**MATERIAL FOR THIS TASK**
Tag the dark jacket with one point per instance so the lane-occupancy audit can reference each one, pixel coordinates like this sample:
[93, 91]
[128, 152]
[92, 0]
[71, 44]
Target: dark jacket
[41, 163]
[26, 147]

**PROBLEM**
Put every line of the entries above into a Markdown table with the columns Row and Entry line. Number the rows in order and skip any blank lines.

**FINISHED TASK**
| Row | Entry line |
|---|---|
| 1 | Tag the dark jacket with one point per instance so the lane-occupancy audit can reference each one, pixel coordinates like this sample: |
| 2 | [93, 91] |
| 3 | [128, 152] |
| 4 | [92, 0] |
| 5 | [71, 44] |
| 6 | Target: dark jacket |
| 7 | [41, 163] |
| 8 | [26, 147] |